— begin —
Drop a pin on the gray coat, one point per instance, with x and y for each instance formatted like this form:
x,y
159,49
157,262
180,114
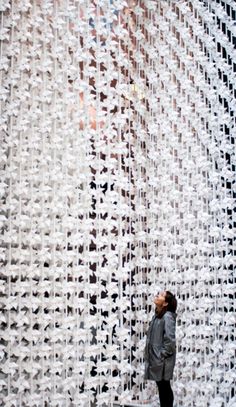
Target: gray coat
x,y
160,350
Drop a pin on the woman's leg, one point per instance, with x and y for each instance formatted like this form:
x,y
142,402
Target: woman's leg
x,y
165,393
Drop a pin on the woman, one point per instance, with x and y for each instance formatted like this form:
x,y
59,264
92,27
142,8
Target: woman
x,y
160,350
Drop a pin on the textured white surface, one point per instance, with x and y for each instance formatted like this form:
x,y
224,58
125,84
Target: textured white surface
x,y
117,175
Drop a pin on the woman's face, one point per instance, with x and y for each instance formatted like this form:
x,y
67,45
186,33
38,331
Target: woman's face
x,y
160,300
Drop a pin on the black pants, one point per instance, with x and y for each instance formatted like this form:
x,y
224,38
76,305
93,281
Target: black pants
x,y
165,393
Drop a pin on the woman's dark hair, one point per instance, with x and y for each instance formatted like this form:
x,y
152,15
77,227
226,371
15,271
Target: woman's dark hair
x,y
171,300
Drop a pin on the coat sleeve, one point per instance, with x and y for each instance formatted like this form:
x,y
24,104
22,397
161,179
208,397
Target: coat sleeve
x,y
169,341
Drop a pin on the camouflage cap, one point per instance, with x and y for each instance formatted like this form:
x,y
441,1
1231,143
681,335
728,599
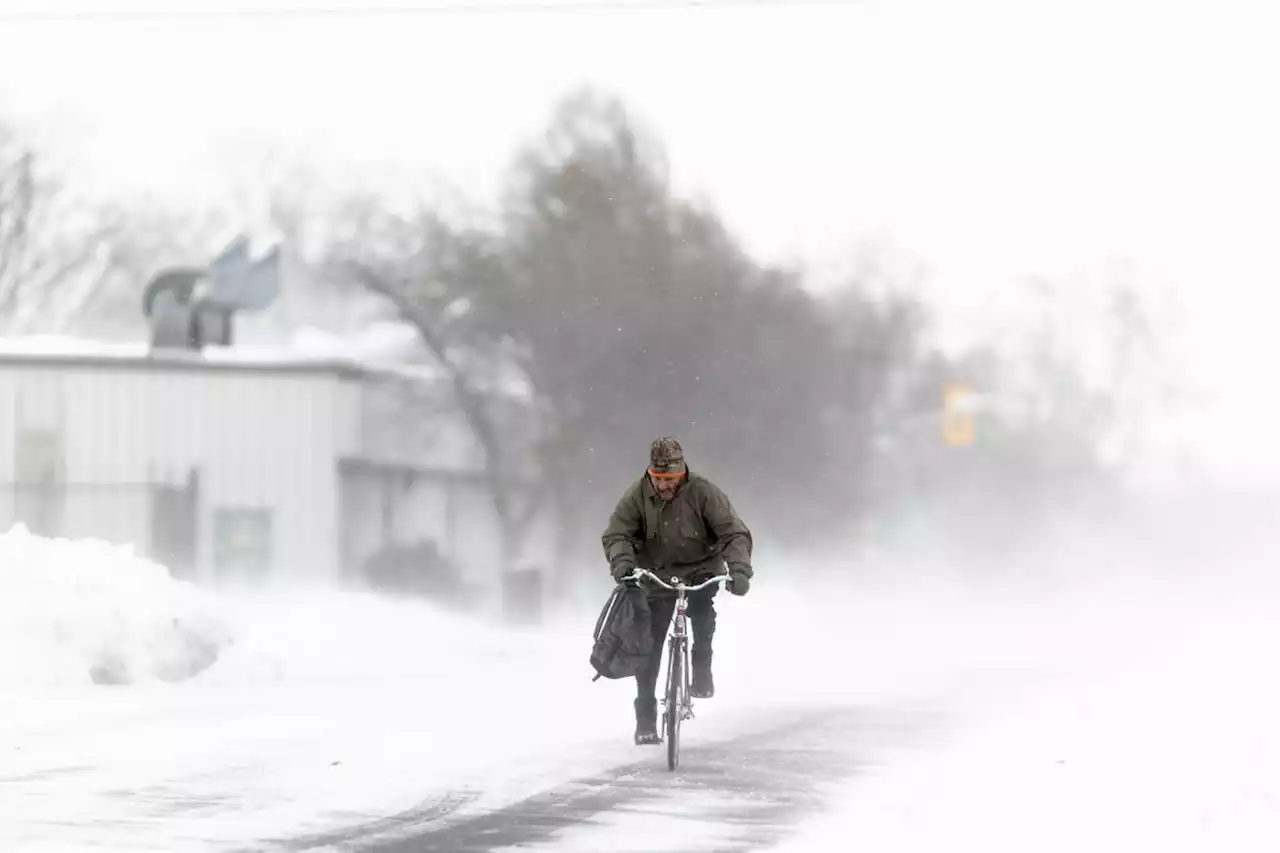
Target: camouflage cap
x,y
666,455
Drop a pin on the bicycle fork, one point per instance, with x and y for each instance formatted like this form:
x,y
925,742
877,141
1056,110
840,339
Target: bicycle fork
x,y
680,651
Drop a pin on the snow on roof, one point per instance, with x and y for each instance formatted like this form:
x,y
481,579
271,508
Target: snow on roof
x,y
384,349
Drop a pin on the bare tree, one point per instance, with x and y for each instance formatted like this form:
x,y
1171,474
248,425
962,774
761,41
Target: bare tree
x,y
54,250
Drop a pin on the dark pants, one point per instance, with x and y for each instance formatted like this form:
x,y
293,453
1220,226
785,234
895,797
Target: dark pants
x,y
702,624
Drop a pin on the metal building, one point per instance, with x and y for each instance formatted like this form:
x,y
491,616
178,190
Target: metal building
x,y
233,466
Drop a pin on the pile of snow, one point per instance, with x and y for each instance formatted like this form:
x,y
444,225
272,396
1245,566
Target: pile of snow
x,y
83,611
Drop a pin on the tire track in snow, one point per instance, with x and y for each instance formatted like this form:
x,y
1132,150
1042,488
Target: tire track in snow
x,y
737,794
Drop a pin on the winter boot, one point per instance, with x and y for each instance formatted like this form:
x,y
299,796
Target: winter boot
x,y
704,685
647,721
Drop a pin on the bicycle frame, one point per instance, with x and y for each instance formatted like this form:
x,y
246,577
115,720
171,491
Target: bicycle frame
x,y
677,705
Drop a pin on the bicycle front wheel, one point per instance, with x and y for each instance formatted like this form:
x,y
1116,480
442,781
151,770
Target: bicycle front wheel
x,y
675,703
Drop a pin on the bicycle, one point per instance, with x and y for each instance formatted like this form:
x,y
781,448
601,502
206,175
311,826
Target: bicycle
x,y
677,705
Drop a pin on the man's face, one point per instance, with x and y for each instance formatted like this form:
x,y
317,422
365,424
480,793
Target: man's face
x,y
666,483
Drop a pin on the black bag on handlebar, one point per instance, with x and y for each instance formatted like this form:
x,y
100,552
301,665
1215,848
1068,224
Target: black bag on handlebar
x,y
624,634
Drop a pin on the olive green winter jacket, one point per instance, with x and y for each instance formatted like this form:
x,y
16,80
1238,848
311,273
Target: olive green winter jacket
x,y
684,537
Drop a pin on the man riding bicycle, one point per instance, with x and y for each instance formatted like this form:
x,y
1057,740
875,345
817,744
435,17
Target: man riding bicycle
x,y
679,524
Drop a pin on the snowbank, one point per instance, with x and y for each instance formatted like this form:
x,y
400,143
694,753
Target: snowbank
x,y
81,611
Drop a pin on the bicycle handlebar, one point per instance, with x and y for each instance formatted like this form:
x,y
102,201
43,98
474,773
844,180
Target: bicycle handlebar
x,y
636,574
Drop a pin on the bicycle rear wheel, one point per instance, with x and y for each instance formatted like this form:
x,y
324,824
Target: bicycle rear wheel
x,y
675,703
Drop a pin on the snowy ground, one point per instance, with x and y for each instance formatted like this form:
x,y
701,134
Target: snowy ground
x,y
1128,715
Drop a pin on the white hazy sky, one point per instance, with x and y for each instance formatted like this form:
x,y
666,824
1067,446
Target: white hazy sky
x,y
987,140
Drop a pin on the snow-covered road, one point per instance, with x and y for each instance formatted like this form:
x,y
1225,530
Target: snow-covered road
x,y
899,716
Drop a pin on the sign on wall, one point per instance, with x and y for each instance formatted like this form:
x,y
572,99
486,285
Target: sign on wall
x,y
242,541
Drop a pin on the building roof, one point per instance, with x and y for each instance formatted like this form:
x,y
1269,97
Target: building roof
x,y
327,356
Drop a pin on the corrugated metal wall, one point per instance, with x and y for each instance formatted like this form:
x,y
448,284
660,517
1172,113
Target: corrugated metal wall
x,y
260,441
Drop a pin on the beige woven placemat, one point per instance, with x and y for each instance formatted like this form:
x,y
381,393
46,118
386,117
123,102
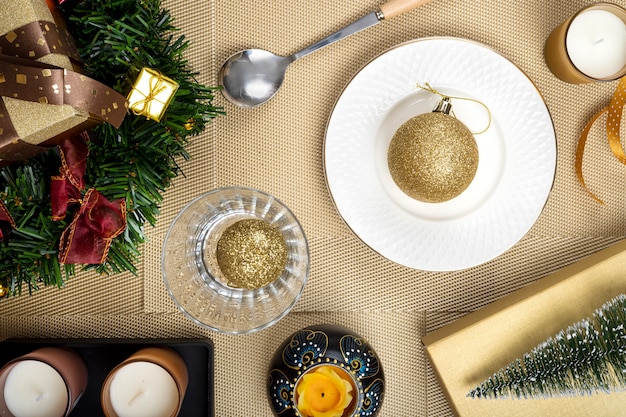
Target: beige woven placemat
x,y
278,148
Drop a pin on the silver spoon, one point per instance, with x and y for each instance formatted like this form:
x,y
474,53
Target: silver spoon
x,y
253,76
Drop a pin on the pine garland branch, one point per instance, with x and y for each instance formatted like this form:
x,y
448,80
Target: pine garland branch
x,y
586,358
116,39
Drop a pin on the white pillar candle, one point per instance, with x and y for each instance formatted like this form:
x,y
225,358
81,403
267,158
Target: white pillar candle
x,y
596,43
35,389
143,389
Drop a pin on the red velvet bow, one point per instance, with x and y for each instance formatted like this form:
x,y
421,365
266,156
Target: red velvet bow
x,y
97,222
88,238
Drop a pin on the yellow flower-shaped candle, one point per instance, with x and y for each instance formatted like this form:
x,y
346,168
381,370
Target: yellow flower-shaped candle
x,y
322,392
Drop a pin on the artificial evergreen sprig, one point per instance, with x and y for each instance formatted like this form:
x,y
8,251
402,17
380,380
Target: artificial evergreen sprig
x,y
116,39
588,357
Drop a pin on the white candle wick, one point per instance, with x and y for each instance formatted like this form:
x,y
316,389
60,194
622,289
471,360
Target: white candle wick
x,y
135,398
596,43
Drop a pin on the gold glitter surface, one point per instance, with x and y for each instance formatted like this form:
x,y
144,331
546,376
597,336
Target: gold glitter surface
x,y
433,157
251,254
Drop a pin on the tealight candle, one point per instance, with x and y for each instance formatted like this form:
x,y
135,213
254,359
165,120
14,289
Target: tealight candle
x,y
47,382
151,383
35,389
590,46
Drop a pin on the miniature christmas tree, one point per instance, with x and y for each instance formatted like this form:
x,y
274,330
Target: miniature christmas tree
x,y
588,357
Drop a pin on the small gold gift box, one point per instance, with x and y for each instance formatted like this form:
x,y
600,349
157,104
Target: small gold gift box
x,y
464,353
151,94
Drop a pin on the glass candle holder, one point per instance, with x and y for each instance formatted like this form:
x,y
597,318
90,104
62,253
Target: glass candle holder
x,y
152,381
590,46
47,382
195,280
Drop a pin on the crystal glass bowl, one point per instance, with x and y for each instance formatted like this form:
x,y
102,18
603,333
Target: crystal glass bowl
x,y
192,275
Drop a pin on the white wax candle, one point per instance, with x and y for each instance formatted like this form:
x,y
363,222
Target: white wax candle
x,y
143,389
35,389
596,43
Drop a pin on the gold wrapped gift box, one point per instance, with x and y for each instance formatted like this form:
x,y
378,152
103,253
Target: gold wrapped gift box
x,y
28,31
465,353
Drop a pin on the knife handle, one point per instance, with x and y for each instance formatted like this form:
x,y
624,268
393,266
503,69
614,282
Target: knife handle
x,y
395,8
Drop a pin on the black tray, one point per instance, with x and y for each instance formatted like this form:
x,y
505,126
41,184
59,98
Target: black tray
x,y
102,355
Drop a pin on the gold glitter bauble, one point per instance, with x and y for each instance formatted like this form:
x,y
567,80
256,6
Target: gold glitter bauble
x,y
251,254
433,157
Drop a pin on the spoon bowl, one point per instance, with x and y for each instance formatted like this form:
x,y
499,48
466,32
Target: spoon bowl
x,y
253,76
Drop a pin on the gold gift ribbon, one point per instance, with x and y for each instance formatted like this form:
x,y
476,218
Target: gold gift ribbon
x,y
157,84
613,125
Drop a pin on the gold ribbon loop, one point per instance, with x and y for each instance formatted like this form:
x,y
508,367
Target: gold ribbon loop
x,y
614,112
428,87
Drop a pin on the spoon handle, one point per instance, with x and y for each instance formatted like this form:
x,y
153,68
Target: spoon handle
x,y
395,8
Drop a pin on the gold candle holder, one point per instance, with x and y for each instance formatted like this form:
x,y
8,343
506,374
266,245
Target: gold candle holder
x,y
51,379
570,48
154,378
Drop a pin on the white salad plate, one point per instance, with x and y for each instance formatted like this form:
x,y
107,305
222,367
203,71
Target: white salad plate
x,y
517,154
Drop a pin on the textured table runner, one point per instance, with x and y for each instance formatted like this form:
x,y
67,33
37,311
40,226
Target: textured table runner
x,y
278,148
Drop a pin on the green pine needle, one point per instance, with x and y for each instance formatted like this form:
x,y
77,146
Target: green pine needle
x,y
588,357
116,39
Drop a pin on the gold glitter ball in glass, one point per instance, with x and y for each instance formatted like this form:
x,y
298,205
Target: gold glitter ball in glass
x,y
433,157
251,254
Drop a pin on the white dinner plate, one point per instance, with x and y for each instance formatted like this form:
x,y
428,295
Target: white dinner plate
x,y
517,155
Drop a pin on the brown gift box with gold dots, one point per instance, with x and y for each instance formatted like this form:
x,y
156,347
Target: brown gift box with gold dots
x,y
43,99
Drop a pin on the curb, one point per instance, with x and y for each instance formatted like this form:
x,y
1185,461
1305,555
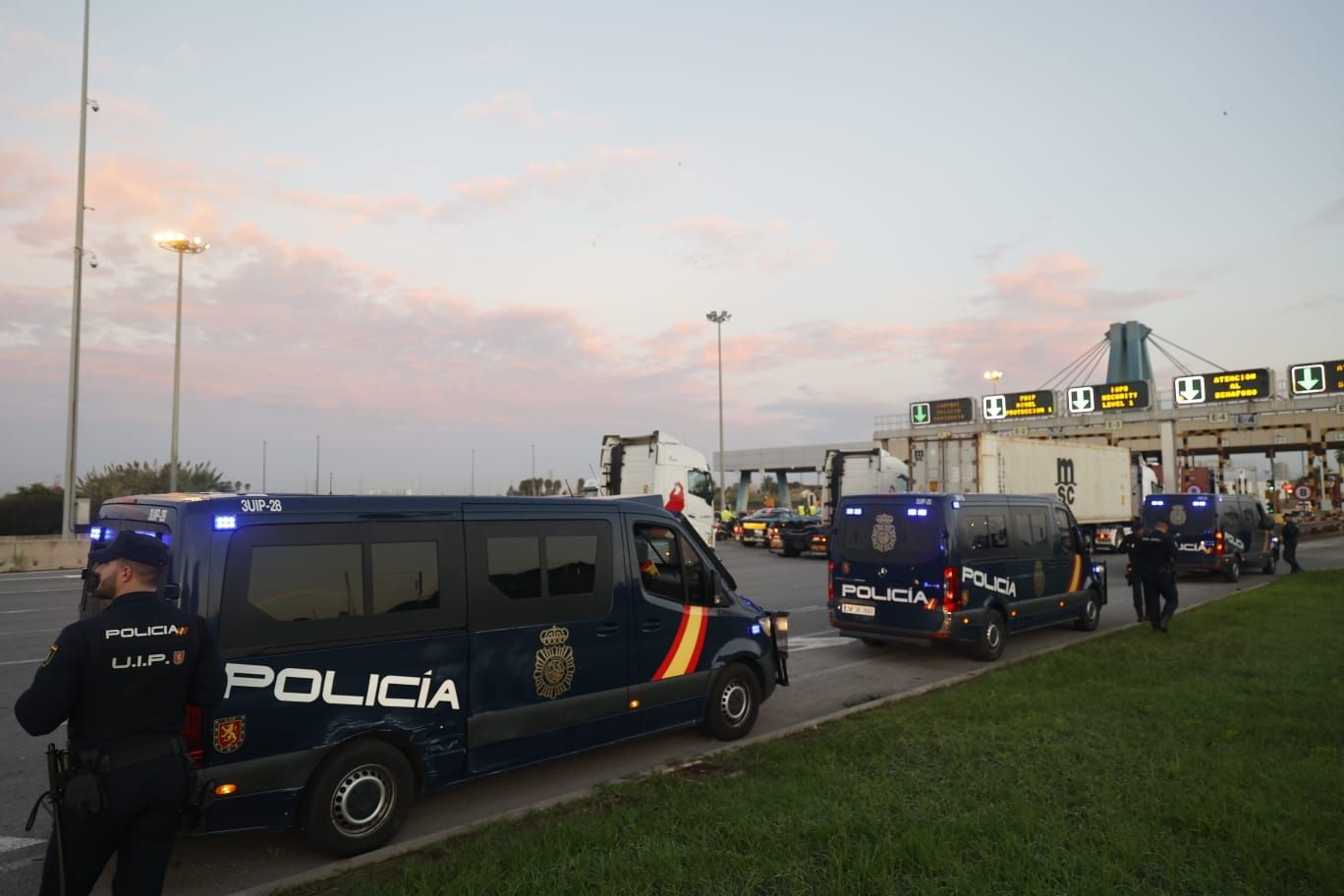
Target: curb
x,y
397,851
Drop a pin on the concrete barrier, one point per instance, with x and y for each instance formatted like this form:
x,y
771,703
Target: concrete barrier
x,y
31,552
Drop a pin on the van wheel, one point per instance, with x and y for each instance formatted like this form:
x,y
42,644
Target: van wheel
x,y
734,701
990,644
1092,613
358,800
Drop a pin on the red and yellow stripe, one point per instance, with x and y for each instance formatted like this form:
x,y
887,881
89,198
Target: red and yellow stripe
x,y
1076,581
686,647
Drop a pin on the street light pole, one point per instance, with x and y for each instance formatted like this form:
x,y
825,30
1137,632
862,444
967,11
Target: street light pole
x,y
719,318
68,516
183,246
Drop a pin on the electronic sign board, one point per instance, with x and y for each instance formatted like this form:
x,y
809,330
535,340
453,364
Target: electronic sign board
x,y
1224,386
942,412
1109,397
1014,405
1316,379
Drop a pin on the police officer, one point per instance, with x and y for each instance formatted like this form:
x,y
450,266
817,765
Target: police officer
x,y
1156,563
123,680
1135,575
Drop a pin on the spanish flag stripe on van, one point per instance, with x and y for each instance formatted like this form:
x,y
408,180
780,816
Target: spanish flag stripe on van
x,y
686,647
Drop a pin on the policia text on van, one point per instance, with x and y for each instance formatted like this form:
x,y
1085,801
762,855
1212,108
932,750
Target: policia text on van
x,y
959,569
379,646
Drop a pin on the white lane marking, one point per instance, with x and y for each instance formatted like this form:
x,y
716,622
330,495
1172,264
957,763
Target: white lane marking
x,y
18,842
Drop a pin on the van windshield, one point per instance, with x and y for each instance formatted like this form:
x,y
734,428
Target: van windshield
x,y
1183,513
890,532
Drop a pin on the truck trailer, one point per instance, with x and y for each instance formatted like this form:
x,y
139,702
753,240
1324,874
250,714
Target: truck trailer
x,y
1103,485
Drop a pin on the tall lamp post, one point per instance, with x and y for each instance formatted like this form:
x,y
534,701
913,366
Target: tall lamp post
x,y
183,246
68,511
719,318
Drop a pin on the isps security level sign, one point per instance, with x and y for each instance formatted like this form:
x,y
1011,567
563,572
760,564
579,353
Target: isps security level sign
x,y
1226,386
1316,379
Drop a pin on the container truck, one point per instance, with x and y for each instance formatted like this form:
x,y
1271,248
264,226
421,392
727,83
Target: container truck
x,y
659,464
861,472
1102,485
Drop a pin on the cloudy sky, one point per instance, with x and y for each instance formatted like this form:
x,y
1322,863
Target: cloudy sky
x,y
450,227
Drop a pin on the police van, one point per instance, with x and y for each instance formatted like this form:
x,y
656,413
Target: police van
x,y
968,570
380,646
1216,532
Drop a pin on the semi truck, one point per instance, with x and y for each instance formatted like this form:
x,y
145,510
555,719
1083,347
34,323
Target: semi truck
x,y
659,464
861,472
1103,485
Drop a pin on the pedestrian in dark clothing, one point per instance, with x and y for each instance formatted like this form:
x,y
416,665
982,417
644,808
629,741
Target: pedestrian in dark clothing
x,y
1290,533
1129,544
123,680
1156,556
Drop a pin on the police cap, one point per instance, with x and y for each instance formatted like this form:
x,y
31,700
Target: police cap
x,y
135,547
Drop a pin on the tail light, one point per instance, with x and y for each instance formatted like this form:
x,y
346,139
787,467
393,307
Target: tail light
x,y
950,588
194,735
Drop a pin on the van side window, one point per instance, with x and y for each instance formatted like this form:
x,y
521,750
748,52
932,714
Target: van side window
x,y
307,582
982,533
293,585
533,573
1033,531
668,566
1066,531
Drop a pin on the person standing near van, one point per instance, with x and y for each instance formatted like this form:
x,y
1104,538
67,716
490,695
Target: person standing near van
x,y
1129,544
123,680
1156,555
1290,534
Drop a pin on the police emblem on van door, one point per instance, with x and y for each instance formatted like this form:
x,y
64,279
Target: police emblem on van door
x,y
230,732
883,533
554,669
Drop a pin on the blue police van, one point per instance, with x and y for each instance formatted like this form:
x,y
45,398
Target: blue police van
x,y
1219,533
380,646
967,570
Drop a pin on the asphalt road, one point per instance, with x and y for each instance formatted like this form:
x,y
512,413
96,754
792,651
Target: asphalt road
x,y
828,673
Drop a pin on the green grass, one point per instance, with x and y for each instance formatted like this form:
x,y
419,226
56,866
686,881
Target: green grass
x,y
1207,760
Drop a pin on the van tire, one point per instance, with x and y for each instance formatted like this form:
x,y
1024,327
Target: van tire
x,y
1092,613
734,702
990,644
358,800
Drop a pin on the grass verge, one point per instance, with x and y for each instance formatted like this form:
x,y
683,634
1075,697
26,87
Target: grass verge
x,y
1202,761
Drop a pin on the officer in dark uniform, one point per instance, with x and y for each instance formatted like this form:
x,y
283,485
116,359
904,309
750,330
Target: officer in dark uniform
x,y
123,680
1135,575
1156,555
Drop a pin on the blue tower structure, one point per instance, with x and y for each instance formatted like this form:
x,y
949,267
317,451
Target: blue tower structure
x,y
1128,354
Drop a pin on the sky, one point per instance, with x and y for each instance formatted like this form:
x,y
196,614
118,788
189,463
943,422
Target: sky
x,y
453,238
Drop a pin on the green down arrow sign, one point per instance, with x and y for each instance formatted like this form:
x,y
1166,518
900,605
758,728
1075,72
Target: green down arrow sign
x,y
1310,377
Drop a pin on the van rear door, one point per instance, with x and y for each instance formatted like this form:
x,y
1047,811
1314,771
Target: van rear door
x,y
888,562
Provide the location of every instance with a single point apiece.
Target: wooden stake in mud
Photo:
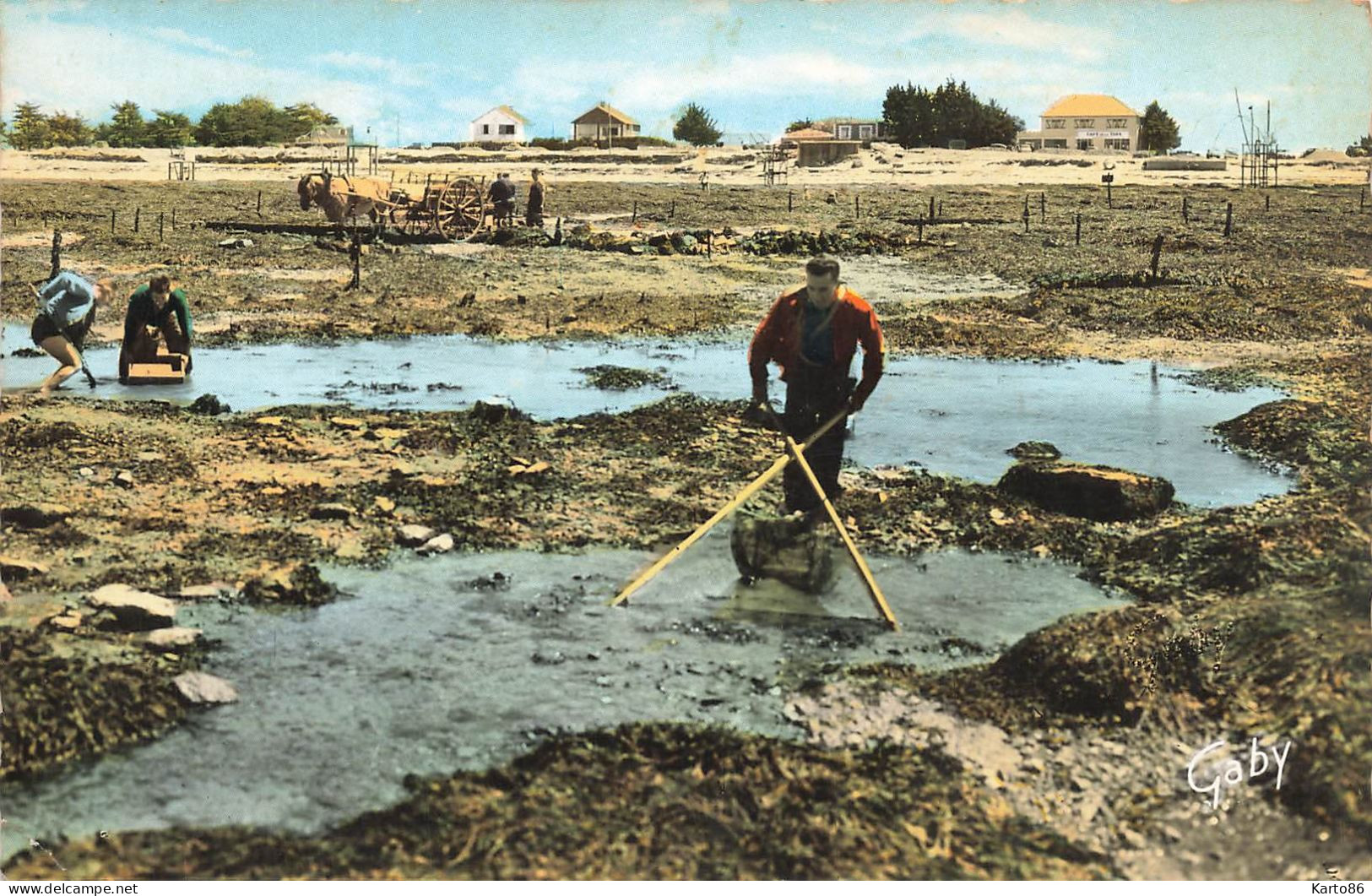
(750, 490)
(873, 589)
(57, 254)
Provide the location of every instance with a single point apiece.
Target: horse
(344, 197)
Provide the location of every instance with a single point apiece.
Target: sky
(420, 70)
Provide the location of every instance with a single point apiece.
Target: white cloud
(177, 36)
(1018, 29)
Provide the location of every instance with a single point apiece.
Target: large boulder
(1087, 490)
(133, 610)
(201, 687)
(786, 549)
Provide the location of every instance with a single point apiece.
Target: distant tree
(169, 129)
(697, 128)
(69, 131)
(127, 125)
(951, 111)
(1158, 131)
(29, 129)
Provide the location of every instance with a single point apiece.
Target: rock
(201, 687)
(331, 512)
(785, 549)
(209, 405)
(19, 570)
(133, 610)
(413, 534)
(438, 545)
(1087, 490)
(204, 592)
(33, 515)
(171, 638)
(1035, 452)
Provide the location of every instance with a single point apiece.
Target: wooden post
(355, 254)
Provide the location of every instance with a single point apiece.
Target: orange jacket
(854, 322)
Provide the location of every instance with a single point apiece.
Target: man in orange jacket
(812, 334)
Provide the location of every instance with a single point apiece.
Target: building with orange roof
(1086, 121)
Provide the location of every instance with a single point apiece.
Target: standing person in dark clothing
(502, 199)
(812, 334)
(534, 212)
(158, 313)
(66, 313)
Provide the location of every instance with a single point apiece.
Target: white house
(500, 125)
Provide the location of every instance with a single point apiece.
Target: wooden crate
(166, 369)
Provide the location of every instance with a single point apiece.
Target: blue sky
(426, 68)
— end —
▸ Task description: Which lines in the entries above contain the word "woven"? Report every such line in full, copied word for word.

▸ Exercise answer:
Drop a pin on the beige woven placemat, one point per instance, with x and y for each instance formatted like this form:
Target: beige woven placemat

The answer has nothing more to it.